• [WHAT IS REQUIRED]:
Report every line of the material below that contains the word "grass", copying each such line in full.

━━━

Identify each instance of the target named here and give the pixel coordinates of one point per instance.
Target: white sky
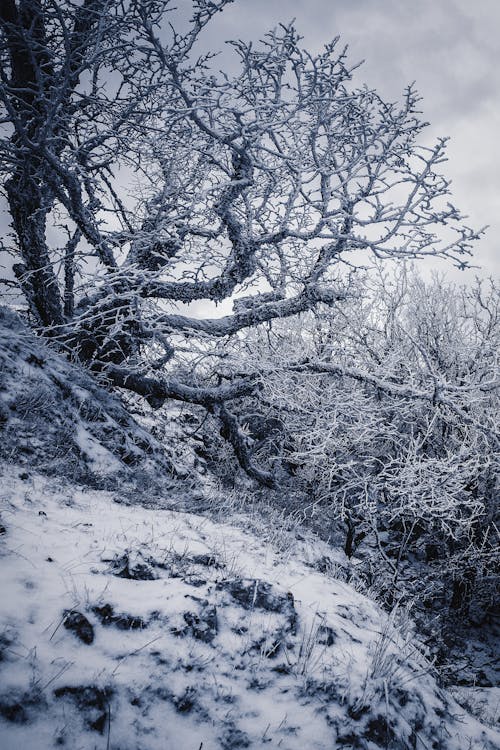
(450, 48)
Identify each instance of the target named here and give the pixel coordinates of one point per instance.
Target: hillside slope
(130, 628)
(140, 628)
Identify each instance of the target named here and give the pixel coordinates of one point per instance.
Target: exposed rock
(134, 567)
(326, 635)
(79, 626)
(91, 701)
(18, 707)
(203, 626)
(122, 621)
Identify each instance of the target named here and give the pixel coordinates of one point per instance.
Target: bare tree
(390, 424)
(176, 187)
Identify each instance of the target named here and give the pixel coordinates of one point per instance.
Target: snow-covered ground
(142, 629)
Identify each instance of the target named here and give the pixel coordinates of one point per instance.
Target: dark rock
(194, 581)
(381, 733)
(234, 738)
(122, 621)
(18, 707)
(185, 703)
(326, 635)
(91, 701)
(79, 626)
(134, 568)
(203, 626)
(209, 561)
(357, 712)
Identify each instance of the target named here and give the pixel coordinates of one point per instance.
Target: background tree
(386, 413)
(177, 187)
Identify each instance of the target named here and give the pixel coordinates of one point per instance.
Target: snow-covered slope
(130, 628)
(127, 623)
(53, 416)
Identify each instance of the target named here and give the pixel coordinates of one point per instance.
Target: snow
(262, 680)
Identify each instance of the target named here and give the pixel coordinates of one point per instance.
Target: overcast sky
(450, 48)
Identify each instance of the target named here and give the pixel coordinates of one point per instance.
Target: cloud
(450, 49)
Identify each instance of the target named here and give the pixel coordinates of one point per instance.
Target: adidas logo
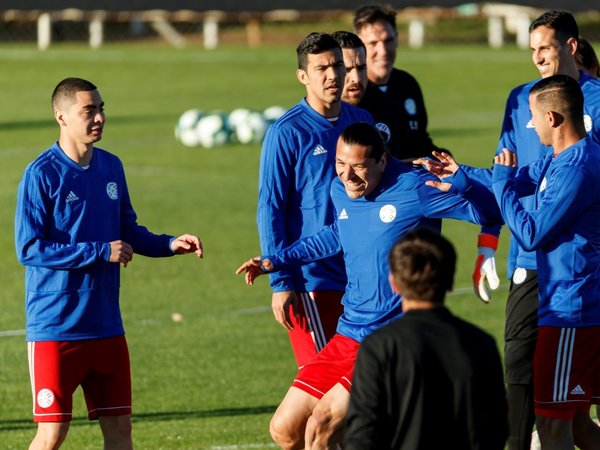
(577, 390)
(71, 197)
(319, 150)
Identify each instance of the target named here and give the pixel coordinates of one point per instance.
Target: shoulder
(298, 119)
(584, 154)
(42, 162)
(107, 158)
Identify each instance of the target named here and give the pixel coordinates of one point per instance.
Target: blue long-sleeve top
(366, 228)
(519, 136)
(66, 217)
(297, 165)
(562, 228)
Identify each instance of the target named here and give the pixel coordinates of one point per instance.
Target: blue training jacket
(366, 228)
(519, 136)
(66, 217)
(297, 165)
(562, 228)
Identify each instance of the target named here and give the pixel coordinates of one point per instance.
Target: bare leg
(289, 421)
(117, 432)
(50, 435)
(324, 429)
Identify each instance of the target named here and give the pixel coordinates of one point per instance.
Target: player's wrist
(487, 240)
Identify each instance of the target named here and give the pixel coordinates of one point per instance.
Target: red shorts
(566, 371)
(334, 364)
(100, 366)
(317, 316)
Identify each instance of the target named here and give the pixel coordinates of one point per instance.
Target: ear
(383, 161)
(573, 45)
(554, 118)
(302, 76)
(60, 118)
(393, 284)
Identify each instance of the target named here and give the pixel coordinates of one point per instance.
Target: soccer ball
(251, 129)
(237, 117)
(185, 129)
(212, 130)
(272, 113)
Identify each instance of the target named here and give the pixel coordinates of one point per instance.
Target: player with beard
(296, 169)
(356, 91)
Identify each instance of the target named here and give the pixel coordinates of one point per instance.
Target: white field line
(242, 446)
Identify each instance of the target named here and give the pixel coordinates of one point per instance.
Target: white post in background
(210, 31)
(416, 33)
(96, 32)
(495, 32)
(44, 31)
(522, 30)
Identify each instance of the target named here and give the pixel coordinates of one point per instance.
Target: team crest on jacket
(587, 122)
(411, 106)
(387, 213)
(112, 191)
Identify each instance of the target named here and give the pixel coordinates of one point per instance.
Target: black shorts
(520, 333)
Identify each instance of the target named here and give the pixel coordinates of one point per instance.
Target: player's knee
(116, 430)
(50, 437)
(320, 421)
(282, 435)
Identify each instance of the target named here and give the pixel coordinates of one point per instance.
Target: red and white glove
(484, 274)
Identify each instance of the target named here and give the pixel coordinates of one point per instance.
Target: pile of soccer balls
(198, 129)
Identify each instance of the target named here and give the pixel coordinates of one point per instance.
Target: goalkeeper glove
(484, 274)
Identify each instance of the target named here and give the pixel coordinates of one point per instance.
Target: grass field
(212, 380)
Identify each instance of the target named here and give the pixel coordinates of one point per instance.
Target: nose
(352, 76)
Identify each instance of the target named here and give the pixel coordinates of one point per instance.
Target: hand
(506, 158)
(282, 303)
(485, 267)
(187, 243)
(120, 253)
(445, 167)
(254, 268)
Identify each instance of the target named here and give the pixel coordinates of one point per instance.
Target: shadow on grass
(162, 416)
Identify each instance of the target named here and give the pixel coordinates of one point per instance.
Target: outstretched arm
(187, 243)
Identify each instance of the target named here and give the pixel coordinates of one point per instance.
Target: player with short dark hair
(376, 199)
(357, 91)
(563, 230)
(428, 363)
(554, 43)
(296, 169)
(74, 227)
(376, 27)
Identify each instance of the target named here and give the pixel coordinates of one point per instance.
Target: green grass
(214, 379)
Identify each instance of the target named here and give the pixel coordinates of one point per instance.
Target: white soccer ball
(237, 117)
(252, 129)
(185, 129)
(272, 113)
(212, 130)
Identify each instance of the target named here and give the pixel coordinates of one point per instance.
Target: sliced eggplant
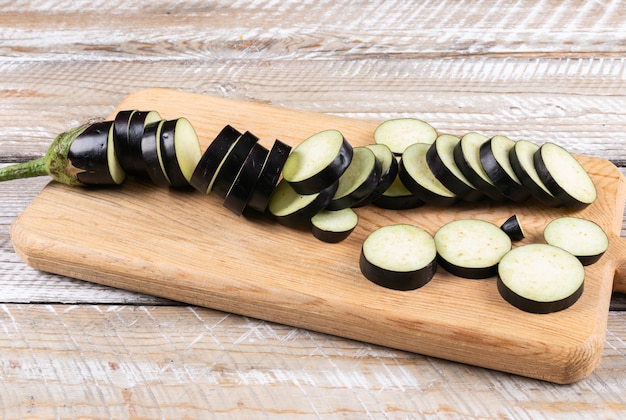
(358, 181)
(521, 157)
(334, 226)
(513, 227)
(318, 162)
(399, 257)
(388, 165)
(244, 184)
(471, 248)
(150, 151)
(91, 156)
(440, 160)
(292, 209)
(130, 154)
(212, 159)
(564, 176)
(232, 164)
(270, 174)
(494, 158)
(417, 177)
(540, 278)
(398, 197)
(583, 238)
(400, 133)
(467, 158)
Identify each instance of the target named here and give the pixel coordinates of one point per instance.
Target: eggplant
(91, 160)
(513, 227)
(540, 278)
(270, 174)
(400, 257)
(417, 177)
(334, 226)
(583, 238)
(400, 133)
(291, 208)
(471, 248)
(244, 184)
(521, 157)
(358, 181)
(318, 162)
(212, 159)
(564, 176)
(440, 160)
(467, 158)
(494, 158)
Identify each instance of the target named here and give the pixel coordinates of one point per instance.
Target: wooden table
(68, 348)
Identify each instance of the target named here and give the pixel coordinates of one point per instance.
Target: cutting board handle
(619, 282)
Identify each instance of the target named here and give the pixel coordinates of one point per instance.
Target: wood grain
(254, 267)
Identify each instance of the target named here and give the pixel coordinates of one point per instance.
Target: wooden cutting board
(186, 246)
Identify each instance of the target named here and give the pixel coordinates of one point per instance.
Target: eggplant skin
(397, 280)
(87, 155)
(532, 306)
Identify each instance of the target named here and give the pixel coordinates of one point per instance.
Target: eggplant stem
(32, 168)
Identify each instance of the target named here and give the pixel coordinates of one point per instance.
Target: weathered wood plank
(168, 362)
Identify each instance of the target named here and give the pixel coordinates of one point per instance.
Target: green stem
(32, 168)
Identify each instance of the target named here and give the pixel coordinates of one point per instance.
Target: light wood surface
(535, 70)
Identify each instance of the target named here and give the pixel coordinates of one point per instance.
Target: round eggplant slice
(318, 162)
(151, 155)
(245, 182)
(358, 181)
(521, 157)
(212, 159)
(334, 226)
(400, 133)
(471, 248)
(292, 209)
(417, 177)
(540, 278)
(494, 158)
(398, 197)
(180, 151)
(388, 165)
(232, 164)
(399, 257)
(513, 228)
(131, 158)
(564, 176)
(440, 159)
(92, 156)
(270, 174)
(582, 238)
(467, 158)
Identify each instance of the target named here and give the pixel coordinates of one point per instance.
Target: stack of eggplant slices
(324, 178)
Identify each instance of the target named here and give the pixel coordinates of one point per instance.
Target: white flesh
(286, 201)
(500, 147)
(401, 248)
(187, 146)
(568, 173)
(445, 149)
(472, 243)
(336, 221)
(525, 151)
(361, 166)
(580, 237)
(414, 159)
(541, 272)
(313, 155)
(400, 133)
(115, 169)
(470, 144)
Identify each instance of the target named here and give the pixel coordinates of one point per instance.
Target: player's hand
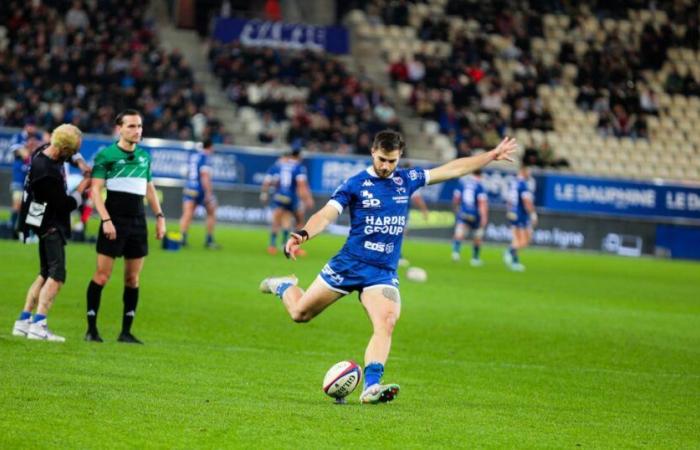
(84, 185)
(109, 231)
(85, 170)
(160, 227)
(533, 218)
(293, 243)
(505, 150)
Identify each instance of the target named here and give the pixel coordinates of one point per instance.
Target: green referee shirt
(126, 176)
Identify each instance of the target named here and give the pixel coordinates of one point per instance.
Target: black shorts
(52, 256)
(131, 241)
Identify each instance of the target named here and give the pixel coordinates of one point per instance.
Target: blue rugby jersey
(471, 191)
(378, 213)
(197, 163)
(518, 190)
(285, 175)
(20, 166)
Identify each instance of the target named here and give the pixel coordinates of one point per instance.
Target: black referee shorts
(52, 256)
(131, 241)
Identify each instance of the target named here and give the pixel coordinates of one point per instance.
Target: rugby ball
(417, 274)
(342, 379)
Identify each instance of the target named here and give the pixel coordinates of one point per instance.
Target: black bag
(28, 204)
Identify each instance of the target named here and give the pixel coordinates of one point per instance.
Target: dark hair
(388, 140)
(127, 112)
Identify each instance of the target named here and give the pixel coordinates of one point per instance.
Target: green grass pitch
(581, 350)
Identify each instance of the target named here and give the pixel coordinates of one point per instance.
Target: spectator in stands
(102, 64)
(76, 17)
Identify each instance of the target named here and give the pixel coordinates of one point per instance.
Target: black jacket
(47, 181)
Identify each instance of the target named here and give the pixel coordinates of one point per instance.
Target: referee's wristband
(304, 235)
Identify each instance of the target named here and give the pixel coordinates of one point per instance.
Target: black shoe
(128, 338)
(93, 336)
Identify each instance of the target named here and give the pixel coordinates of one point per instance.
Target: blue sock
(373, 373)
(282, 288)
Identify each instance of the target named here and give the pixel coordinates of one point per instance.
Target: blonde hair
(66, 137)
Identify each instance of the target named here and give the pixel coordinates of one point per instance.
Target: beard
(383, 173)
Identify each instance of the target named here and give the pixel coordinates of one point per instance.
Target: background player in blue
(521, 215)
(199, 191)
(288, 178)
(378, 202)
(22, 145)
(472, 212)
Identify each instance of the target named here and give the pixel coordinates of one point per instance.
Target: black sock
(131, 298)
(94, 295)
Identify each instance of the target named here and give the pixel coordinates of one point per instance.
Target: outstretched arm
(315, 225)
(462, 166)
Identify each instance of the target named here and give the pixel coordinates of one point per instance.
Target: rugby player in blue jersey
(472, 212)
(378, 202)
(22, 145)
(288, 178)
(521, 215)
(199, 191)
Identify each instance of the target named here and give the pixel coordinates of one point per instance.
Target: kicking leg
(457, 241)
(301, 306)
(186, 219)
(383, 306)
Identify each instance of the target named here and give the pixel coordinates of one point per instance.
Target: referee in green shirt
(124, 169)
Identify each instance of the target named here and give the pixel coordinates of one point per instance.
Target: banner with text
(623, 198)
(332, 39)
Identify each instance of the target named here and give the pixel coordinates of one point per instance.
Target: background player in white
(521, 215)
(471, 212)
(378, 200)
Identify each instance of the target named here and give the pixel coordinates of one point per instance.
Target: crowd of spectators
(465, 94)
(328, 108)
(81, 63)
(450, 89)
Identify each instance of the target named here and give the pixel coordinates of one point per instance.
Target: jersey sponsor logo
(334, 277)
(380, 247)
(369, 201)
(391, 225)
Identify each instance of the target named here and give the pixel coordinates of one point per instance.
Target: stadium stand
(611, 88)
(301, 98)
(81, 63)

━━━

• [ANSWER TO THIS TASK]:
Target: grass field
Target: shadow on grass
Target: green grass
Target: green grass pitch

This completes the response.